Text excerpt –
Close the table and select 'TauDEM/Network Delineation/River Network Raster Upstream of Outlets' to enter the Stream Delineation dialog again. Uncheck the upstream of outlets box. This function is now set to delineate streams over the entire domain, with the threshold that was determined using the watershed that drains to the outlet of the Logan river.
Click Compute. Click OK to overwrite existing files. Then run the commands 'Network Delineation/Stream order grid and network files', 'Network Delineation/Stream shapefile and watershed grid', and 'Network Delineation/Watershed grid to shapefile'. Click OK to overwrite existing files (or rename the outputs). You should now have a stream network and watersheds delineated for the entire DEM domain. Overlay the NHD stream network with streams delineated using the above procedure and examine discrepancies that occur at the north end of this watershed.

Listed records –
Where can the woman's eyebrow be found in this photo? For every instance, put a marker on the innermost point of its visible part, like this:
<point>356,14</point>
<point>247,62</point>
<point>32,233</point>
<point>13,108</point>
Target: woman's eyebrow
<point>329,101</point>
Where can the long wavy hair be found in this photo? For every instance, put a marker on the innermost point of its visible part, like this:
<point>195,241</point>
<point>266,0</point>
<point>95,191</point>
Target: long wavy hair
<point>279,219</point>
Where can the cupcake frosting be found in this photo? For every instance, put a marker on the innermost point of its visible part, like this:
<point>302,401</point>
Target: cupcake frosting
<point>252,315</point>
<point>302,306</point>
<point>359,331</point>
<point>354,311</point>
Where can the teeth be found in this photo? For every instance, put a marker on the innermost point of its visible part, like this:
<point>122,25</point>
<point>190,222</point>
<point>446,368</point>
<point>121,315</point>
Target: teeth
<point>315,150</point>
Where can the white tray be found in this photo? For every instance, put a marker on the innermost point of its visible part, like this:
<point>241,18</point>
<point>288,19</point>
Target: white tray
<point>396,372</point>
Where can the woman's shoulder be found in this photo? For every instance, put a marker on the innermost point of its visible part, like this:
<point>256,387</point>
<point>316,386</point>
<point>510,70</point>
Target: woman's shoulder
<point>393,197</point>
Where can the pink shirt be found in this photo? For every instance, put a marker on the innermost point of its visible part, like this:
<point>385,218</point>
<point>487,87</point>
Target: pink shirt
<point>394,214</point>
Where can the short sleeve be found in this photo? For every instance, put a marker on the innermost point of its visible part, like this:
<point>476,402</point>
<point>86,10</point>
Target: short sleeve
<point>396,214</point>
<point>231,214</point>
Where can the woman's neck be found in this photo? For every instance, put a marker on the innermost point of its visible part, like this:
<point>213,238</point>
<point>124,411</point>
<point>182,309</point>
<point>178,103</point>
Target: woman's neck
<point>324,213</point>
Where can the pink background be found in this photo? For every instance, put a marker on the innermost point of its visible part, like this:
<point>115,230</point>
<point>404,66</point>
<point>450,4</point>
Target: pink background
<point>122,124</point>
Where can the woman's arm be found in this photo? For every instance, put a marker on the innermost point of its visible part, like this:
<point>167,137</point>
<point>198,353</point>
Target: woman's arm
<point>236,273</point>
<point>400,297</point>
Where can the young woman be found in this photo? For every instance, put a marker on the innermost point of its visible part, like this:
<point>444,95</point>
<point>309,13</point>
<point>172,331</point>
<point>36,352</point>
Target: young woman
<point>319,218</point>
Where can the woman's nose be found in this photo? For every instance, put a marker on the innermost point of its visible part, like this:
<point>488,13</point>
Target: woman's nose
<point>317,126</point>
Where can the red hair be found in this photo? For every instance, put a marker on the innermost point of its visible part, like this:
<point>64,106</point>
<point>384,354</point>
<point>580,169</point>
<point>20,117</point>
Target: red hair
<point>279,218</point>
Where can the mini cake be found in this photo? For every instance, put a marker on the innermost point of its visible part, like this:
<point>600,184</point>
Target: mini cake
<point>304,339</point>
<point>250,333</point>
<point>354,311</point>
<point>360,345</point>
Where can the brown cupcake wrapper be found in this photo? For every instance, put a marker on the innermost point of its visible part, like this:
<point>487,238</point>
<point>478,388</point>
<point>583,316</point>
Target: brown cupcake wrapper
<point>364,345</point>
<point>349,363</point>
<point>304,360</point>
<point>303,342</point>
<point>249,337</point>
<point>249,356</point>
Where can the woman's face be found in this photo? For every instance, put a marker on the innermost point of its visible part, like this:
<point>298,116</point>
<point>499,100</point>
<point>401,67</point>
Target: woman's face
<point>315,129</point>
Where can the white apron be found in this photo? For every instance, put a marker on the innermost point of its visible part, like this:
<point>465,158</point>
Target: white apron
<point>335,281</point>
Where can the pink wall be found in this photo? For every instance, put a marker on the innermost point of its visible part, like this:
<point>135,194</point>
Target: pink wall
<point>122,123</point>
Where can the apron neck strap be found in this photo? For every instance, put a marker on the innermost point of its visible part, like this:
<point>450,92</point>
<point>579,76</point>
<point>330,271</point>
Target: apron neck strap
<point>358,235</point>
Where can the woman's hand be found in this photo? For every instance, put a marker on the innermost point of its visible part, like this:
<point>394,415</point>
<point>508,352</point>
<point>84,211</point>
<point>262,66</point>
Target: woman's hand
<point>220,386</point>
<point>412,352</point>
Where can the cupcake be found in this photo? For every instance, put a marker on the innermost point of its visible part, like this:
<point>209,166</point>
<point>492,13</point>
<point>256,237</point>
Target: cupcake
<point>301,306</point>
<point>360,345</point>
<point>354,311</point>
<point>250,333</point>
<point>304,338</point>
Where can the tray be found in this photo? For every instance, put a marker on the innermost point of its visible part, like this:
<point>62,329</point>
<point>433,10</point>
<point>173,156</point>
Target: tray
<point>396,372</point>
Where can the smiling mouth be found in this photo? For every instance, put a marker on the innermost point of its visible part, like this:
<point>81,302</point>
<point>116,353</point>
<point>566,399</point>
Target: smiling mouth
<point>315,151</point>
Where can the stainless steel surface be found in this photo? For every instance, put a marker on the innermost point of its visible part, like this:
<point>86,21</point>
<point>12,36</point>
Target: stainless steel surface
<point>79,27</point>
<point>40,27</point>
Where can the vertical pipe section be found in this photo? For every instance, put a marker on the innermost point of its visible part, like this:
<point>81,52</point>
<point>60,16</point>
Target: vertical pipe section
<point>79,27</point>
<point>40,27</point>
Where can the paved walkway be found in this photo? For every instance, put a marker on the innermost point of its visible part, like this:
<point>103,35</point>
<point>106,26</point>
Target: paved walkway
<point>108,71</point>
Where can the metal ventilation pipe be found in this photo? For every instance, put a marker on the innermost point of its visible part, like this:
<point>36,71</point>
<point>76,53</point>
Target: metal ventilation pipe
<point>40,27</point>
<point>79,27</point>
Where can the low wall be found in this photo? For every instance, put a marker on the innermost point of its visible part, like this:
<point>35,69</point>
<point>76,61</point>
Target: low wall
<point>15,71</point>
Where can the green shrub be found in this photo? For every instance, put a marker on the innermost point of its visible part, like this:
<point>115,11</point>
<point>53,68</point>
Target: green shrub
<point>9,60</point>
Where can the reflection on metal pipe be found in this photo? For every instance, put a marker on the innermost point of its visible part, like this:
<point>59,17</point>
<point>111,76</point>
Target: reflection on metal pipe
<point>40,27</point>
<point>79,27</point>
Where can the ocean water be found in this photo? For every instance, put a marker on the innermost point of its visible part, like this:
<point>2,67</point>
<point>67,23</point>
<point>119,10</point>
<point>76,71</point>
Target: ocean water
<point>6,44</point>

What you need to do –
[A] In the TauDEM stream delineation text, which box is unchecked so that streams are delineated over the entire domain?
[B] Reproduce the TauDEM stream delineation text starting at "Click Compute. Click" and ending at "of this watershed.".
[C] Write the next part of the TauDEM stream delineation text, picking up after its last sentence.
The data above is separate material, unrelated to the TauDEM stream delineation text.

Answer list –
[A] The upstream of outlets box.

[B]
Click Compute. Click OK to overwrite existing files. Then run the commands 'Network Delineation/Stream order grid and network files', 'Network Delineation/Stream shapefile and watershed grid', and 'Network Delineation/Watershed grid to shapefile'. Click OK to overwrite existing files (or rename the outputs). You should now have a stream network and watersheds delineated for the entire DEM domain. Overlay the NHD stream network with streams delineated using the above procedure and examine discrepancies that occur at the north end of this watershed.

[C]
Prepare a layout that shows TauDEM delineated streams and watersheds over the domain compared to NHD streams. Use an inset on this layout to identify the problem that occurs at the north end of this watershed where a subwatershed that according to the NHD drains in to the Logan River is in the NED DEM derived channel network diverted to the north.
Rerun the command 'Network Delineation/River Network Raster Upstream of Outlets' but select the "Contributing Area Threshold" method and set the constant drop search to be between 50 and 5000.
Report the contributing area threshold selected automatically in this case (by re-examining the dialog after the command is run). Report the drainage density identified from the constant drop procedure with contributing area method.
Recall that drainage density is Total Channel Length/Drainage area. Use GIS methods you have learned to determine and report the total channel length and associated drainage area for both the curvature based channel network and contributing area threshold drainage network. Verify the drainage density given by the constant drop analysis for each of these cases.
Select the portion of the NHD river network that drains the Logan River watershed that you delineated. Determine the total channel length of NHD streams within the Logan River watershed and the drainage density associated with the NHD river network.
TauDEM grid naming convention.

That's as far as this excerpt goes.